>> Begin
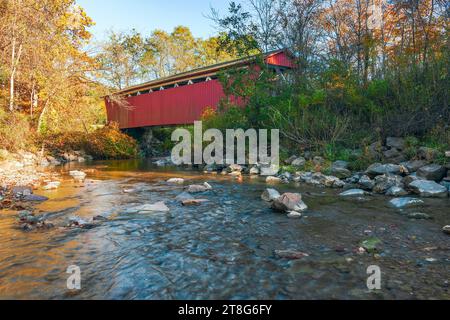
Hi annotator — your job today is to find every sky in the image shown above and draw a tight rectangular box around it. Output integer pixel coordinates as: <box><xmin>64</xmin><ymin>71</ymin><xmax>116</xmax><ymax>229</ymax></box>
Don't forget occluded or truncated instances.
<box><xmin>77</xmin><ymin>0</ymin><xmax>229</xmax><ymax>41</ymax></box>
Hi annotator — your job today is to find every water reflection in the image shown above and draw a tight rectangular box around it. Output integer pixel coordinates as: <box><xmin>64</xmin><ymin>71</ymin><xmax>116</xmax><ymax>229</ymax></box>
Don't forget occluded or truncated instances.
<box><xmin>0</xmin><ymin>161</ymin><xmax>450</xmax><ymax>299</ymax></box>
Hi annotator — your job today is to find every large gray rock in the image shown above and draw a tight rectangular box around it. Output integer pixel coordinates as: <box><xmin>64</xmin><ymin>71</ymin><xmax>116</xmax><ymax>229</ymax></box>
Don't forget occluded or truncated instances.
<box><xmin>261</xmin><ymin>188</ymin><xmax>281</xmax><ymax>202</ymax></box>
<box><xmin>186</xmin><ymin>182</ymin><xmax>212</xmax><ymax>193</ymax></box>
<box><xmin>389</xmin><ymin>197</ymin><xmax>425</xmax><ymax>209</ymax></box>
<box><xmin>313</xmin><ymin>156</ymin><xmax>325</xmax><ymax>166</ymax></box>
<box><xmin>331</xmin><ymin>160</ymin><xmax>348</xmax><ymax>169</ymax></box>
<box><xmin>386</xmin><ymin>186</ymin><xmax>408</xmax><ymax>197</ymax></box>
<box><xmin>340</xmin><ymin>189</ymin><xmax>367</xmax><ymax>197</ymax></box>
<box><xmin>386</xmin><ymin>137</ymin><xmax>405</xmax><ymax>150</ymax></box>
<box><xmin>330</xmin><ymin>164</ymin><xmax>352</xmax><ymax>179</ymax></box>
<box><xmin>409</xmin><ymin>180</ymin><xmax>448</xmax><ymax>198</ymax></box>
<box><xmin>401</xmin><ymin>160</ymin><xmax>427</xmax><ymax>172</ymax></box>
<box><xmin>260</xmin><ymin>164</ymin><xmax>280</xmax><ymax>177</ymax></box>
<box><xmin>373</xmin><ymin>174</ymin><xmax>403</xmax><ymax>194</ymax></box>
<box><xmin>417</xmin><ymin>147</ymin><xmax>439</xmax><ymax>161</ymax></box>
<box><xmin>417</xmin><ymin>164</ymin><xmax>447</xmax><ymax>182</ymax></box>
<box><xmin>442</xmin><ymin>226</ymin><xmax>450</xmax><ymax>234</ymax></box>
<box><xmin>284</xmin><ymin>156</ymin><xmax>298</xmax><ymax>165</ymax></box>
<box><xmin>291</xmin><ymin>157</ymin><xmax>306</xmax><ymax>168</ymax></box>
<box><xmin>366</xmin><ymin>163</ymin><xmax>402</xmax><ymax>177</ymax></box>
<box><xmin>358</xmin><ymin>175</ymin><xmax>375</xmax><ymax>191</ymax></box>
<box><xmin>383</xmin><ymin>148</ymin><xmax>405</xmax><ymax>163</ymax></box>
<box><xmin>272</xmin><ymin>193</ymin><xmax>308</xmax><ymax>212</ymax></box>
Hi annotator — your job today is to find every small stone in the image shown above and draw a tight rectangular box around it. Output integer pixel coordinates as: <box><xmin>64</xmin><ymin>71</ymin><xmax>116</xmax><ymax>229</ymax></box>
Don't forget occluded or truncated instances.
<box><xmin>250</xmin><ymin>166</ymin><xmax>259</xmax><ymax>175</ymax></box>
<box><xmin>260</xmin><ymin>164</ymin><xmax>280</xmax><ymax>177</ymax></box>
<box><xmin>417</xmin><ymin>147</ymin><xmax>439</xmax><ymax>161</ymax></box>
<box><xmin>167</xmin><ymin>178</ymin><xmax>184</xmax><ymax>184</ymax></box>
<box><xmin>417</xmin><ymin>164</ymin><xmax>447</xmax><ymax>182</ymax></box>
<box><xmin>23</xmin><ymin>194</ymin><xmax>48</xmax><ymax>202</ymax></box>
<box><xmin>69</xmin><ymin>170</ymin><xmax>86</xmax><ymax>181</ymax></box>
<box><xmin>92</xmin><ymin>216</ymin><xmax>108</xmax><ymax>221</ymax></box>
<box><xmin>442</xmin><ymin>226</ymin><xmax>450</xmax><ymax>234</ymax></box>
<box><xmin>386</xmin><ymin>137</ymin><xmax>406</xmax><ymax>150</ymax></box>
<box><xmin>187</xmin><ymin>182</ymin><xmax>212</xmax><ymax>193</ymax></box>
<box><xmin>266</xmin><ymin>176</ymin><xmax>281</xmax><ymax>183</ymax></box>
<box><xmin>408</xmin><ymin>212</ymin><xmax>433</xmax><ymax>220</ymax></box>
<box><xmin>386</xmin><ymin>186</ymin><xmax>408</xmax><ymax>197</ymax></box>
<box><xmin>275</xmin><ymin>250</ymin><xmax>309</xmax><ymax>260</ymax></box>
<box><xmin>261</xmin><ymin>189</ymin><xmax>281</xmax><ymax>202</ymax></box>
<box><xmin>288</xmin><ymin>211</ymin><xmax>303</xmax><ymax>219</ymax></box>
<box><xmin>272</xmin><ymin>193</ymin><xmax>308</xmax><ymax>212</ymax></box>
<box><xmin>358</xmin><ymin>175</ymin><xmax>375</xmax><ymax>191</ymax></box>
<box><xmin>44</xmin><ymin>181</ymin><xmax>61</xmax><ymax>190</ymax></box>
<box><xmin>181</xmin><ymin>199</ymin><xmax>209</xmax><ymax>206</ymax></box>
<box><xmin>133</xmin><ymin>201</ymin><xmax>170</xmax><ymax>213</ymax></box>
<box><xmin>340</xmin><ymin>189</ymin><xmax>367</xmax><ymax>197</ymax></box>
<box><xmin>409</xmin><ymin>180</ymin><xmax>448</xmax><ymax>198</ymax></box>
<box><xmin>291</xmin><ymin>157</ymin><xmax>306</xmax><ymax>168</ymax></box>
<box><xmin>389</xmin><ymin>197</ymin><xmax>425</xmax><ymax>209</ymax></box>
<box><xmin>366</xmin><ymin>163</ymin><xmax>402</xmax><ymax>177</ymax></box>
>> End
» **INSTRUCTIONS FOR THE TASK**
From the entries above, select every line that contains the string "Output". Copy each of those lines in full.

» **WORKED SOLUTION**
Hi annotator — your job today is to find every sky in the image shown above and draw a tight rectangular box around it. Output integer pixel coordinates as: <box><xmin>64</xmin><ymin>71</ymin><xmax>116</xmax><ymax>229</ymax></box>
Hi annotator — your job today is to find every water reflection in the image shown above and draw a tight rectangular box around it. Output integer pixel coordinates as: <box><xmin>64</xmin><ymin>71</ymin><xmax>116</xmax><ymax>229</ymax></box>
Hi annotator — your job today is to find every large gray rock in the image shown above and draw a tight rectangular box around it. Output integer pixel coordinates as: <box><xmin>64</xmin><ymin>71</ymin><xmax>116</xmax><ymax>229</ymax></box>
Hi annotator — your job today is to find every small stone in the image shown above and draw a tight rectangular box around it. Output integer pixel coordinates as: <box><xmin>64</xmin><ymin>71</ymin><xmax>116</xmax><ymax>229</ymax></box>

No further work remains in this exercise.